Como construir um grande set de instrumentos


Na postagem anterior, falei sobre a falta que faz estudar a fundo um instrumento musical eletrônico, a fim de descobrir possibilidades até então deixadas de lado, por falta de pesquisa, conhecimento etc.. Na de hoje, em contrapartida, a ideia é dar umas dicas sobre como construir um grande set de instrumentos, sem que isso prejudique o orçamento e a qualidade do trabalho musical.
Quem é tecladista e costuma assistir a shows de bandas famosas, seja ao vivo, na TV, no YouTube etc., nas quais aparecem sets com vários instrumentos no palco, em geral fica se perguntando: "como é que aquele cara consegue?!" Então, a história é longa, e já digo de antemão: não foi da noite para o dia.
Não conheço nenhum tecladista que nunca sonhou ter à mão todos os instrumentos que gostaria para seu trabalho. Eu mesmo não sou exceção, estou nessa busca incessante desde o momento em que meu velho Technics KN1500 pifou - há quase catorze anos. Já falei sobre isso numa postagem anterior, na qual mencionei, dentre outras coisas, que, no início de 2005, a fim de substituir o antigo teclado, comprei um Yamaha DGX-205, que tinha mais uma oitava, porém, bem menos recursos; então, também consegui um Roland EM-50, para ter mais sons e funções disponíveis; e isso deu origem à minha pesquisa contínua sobre novos instrumentos, às atualizações anuais etc., que, aos poucos, foram me levando a meus atuais nove teclados (AMW P49, Alesis V49, Casio XW-P1 Chrome Orange, Korg KingKORG, Korg Monologue, Kurzweil KA-90, Medeli mc780, Yamaha MX61, Yamaha PSR-E453), um módulo sintetizador (E-MU Orbit 9090 V2) e um laptop (Dell Inspiron 14R executando Ubuntu Studio 18.04) com plug-ins (amSynth, QSynth, samplv1). Há itens aí aparentemente aleatórios, mas, na verdade, cada um tem seu papel no meu home studio. Bom... Isso é assunto para depois.
• • • • •
Instruções: Por favor, reproduza na íntegra, sem nenhuma alteração, o texto acima sobre como montar um grande set de instrumentos.

Dados de origem:
• • • • •
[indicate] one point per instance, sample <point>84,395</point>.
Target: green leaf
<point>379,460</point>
• • • • •
Exercício concluído:
Como construir um grande set de instrumentos


Na postagem anterior, falei sobre a falta que faz estudar a fundo um instrumento musical eletrônico, a fim de descobrir possibilidades até então deixadas de lado, por falta de pesquisa, conhecimento etc.. Na de hoje, em contrapartida, a ideia é dar umas dicas sobre como construir um grande set de instrumentos, sem que isso prejudique o orçamento e a qualidade do trabalho musical.
Quem é tecladista e costuma assistir a shows de bandas famosas, seja ao vivo, na TV, no YouTube etc., nas quais aparecem sets com vários instrumentos no palco, em geral fica se perguntando: "como é que aquele cara consegue?!" Então, a história é longa, e já digo de antemão: não foi da noite para o dia.
Não conheço nenhum tecladista que nunca sonhou ter à mão todos os instrumentos que gostaria para seu trabalho. Eu mesmo não sou exceção, estou nessa busca incessante desde o momento em que meu velho Technics KN1500 pifou - há quase catorze anos. Já falei sobre isso numa postagem anterior, na qual mencionei, dentre outras coisas, que, no início de 2005, a fim de substituir o antigo teclado, comprei um Yamaha DGX-205, que tinha mais uma oitava, porém, bem menos recursos; então, também consegui um Roland EM-50, para ter mais sons e funções disponíveis; e isso deu origem à minha pesquisa contínua sobre novos instrumentos, às atualizações anuais etc., que, aos poucos, foram me levando a meus atuais nove teclados (AMW P49, Alesis V49, Casio XW-P1 Chrome Orange, Korg KingKORG, Korg Monologue, Kurzweil KA-90, Medeli mc780, Yamaha MX61, Yamaha PSR-E453), um módulo sintetizador (E-MU Orbit 9090 V2) e um laptop (Dell Inspiron 14R executando Ubuntu Studio 18.04) com plug-ins (amSynth, QSynth, samplv1). Há itens aí aparentemente aleatórios, mas, na verdade, cada um tem seu papel no meu home studio. Bom... Isso é assunto para depois.